DATA PROVIDED
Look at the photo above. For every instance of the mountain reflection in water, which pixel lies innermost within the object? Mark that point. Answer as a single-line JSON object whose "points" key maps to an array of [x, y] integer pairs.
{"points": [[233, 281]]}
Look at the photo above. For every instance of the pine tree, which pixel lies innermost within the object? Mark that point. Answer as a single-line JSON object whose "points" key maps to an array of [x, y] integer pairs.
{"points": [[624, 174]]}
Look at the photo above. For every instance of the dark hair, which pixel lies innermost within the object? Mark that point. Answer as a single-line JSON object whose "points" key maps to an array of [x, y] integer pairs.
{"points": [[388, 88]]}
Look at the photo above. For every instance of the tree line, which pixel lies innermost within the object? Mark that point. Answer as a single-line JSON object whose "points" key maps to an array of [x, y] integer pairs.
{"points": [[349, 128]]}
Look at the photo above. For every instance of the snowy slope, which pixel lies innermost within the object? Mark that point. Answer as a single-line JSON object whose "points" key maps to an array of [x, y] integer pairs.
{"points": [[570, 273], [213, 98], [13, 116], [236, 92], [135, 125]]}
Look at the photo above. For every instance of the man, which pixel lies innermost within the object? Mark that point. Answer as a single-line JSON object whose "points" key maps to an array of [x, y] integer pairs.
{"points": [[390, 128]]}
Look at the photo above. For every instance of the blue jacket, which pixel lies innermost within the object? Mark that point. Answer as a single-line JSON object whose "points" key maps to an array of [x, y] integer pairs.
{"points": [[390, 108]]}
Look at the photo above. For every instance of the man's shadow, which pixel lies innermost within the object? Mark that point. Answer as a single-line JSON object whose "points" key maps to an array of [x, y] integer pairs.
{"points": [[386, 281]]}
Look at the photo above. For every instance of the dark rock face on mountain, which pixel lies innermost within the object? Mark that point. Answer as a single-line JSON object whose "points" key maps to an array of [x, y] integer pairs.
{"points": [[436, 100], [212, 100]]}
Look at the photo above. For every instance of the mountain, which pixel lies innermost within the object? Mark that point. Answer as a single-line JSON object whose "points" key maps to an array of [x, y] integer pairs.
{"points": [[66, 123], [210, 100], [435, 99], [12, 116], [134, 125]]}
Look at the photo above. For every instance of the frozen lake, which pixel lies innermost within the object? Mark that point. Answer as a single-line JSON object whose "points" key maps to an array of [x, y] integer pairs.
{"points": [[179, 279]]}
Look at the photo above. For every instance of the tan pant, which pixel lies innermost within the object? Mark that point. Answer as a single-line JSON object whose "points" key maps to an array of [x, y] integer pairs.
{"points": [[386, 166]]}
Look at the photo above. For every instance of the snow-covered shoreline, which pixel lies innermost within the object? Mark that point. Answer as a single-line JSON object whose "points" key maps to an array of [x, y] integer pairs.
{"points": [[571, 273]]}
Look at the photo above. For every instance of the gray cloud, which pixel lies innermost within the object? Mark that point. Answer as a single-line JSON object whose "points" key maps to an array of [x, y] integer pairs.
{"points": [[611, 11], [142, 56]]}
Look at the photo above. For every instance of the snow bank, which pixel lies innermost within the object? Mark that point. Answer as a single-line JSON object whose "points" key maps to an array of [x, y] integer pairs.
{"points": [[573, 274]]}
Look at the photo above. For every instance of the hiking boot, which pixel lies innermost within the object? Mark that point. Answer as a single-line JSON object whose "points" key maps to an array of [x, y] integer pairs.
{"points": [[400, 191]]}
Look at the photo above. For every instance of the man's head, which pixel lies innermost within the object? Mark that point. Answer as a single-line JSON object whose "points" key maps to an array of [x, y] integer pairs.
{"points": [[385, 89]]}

EXERCISE PROMPT
Would you please give all of the records again exactly as they stand?

REPLY TO THE TASK
Look at the photo above. For every instance of the mountain reflection in water, which pixel lies innermost within the object? Mark that point. Answer as a single-line JSON object whose "points" key maps to an array of [x, y] integer pairs.
{"points": [[233, 281]]}
Look at the photo above. For every instance of the pine tree, which pixel lies innermost within the object? Mark that point. Answer as a single-line JSON object whose "points" key maps to an array of [x, y] integer pairs.
{"points": [[624, 174]]}
Look at the photo above. For every instance of the dark hair, which pixel lies innermost within the object? Mark that point. Answer as a single-line JSON object whose "points" key maps to an array of [x, y] integer pairs.
{"points": [[388, 88]]}
Look at the photo above. For every instance of the tree line, which pixel lies innermost within the object? Mark that point. Answer as a single-line JSON object whose "points" key maps to an array of [x, y] integer pairs.
{"points": [[349, 128]]}
Look at the photo above. For every instance of the snowy slope, which pixel lies innermost within the object? Mark that point. Answer as a single-line JSON object whose "points" key maps to an array of [x, y] integer pairs.
{"points": [[570, 273], [213, 98], [13, 116], [236, 92], [135, 125]]}
Look at the photo above. For every instance of the man, which pixel lies innermost within the object? Mark that point. Answer as a single-line JSON object whose "points" key maps to an array of [x, y] integer pairs.
{"points": [[390, 128]]}
Look at the photo above. For every instance of the blue jacket, which pixel lies innermost within the object? Mark that point. Answer as a single-line JSON object whose "points" key maps to an array of [x, y] integer pairs.
{"points": [[390, 108]]}
Look at the photo above. For every instance of the man's shadow, which pixel lies innermost within the object? Mark that point. Answer as a single-line JSON object whose "points" key maps to an array of [x, y] integer pairs.
{"points": [[386, 281]]}
Look at the photo above. For every instance of the dark rock face on mountain, which pixel lies innermost within the object? Mark that point. Answer as a single-line JSON object whose "points" key maps to an array of [x, y] integer pairs.
{"points": [[436, 100], [212, 100]]}
Look at the photo above. For every instance of the mountain, which pixel lies innermost within the object? Mark that point. Answer as a single-line JSON object whose "points" key maps to an array of [x, y] integer pairs.
{"points": [[66, 123], [210, 100], [435, 99], [12, 116], [134, 125]]}
Look at the photo above. For every instance of the frozen lake, which pixel lies innermost within the object? Mark that point. Answer as a single-line JSON object whose "points" key maps to an array of [x, y] integer pairs.
{"points": [[179, 279]]}
Look at the photo above. For every instance of the tan pant, which pixel lies innermost within the object? Mark that point. Answer as a single-line JSON object whose "points" key maps to an array of [x, y] integer pairs.
{"points": [[386, 166]]}
Look at the photo above. For every instance of the snow-covered shoreline, which pixel lies innermost within the object? Mark that point. Answer as a single-line JSON object whose "points" key maps to an array of [x, y] integer pairs.
{"points": [[571, 273]]}
Look at the photo above. For every instance of the gray cloud, which pixel lies innermost within the object? Mark that point. Answer as a single-line JSON object whose "points" key maps to an array of [x, y] integer pairs.
{"points": [[611, 11], [142, 56]]}
Look at the photo above. For every instance of the snow bank, which pixel lies innermost within the object? Mark that point. Answer as a single-line JSON object whose "points" key maps to an array of [x, y] integer pairs.
{"points": [[573, 274]]}
Look at the photo above. For every instance of the hiking boot, which pixel lies innermost within the object? Mark that point. Answer as a single-line JSON object whose "points" key maps to an array of [x, y] integer pairs.
{"points": [[400, 191]]}
Look at the photo above. For every instance of the man's head, which pixel lies innermost within the object? Mark that point. Answer as a single-line JSON object whose "points" key maps to an array of [x, y] integer pairs.
{"points": [[385, 89]]}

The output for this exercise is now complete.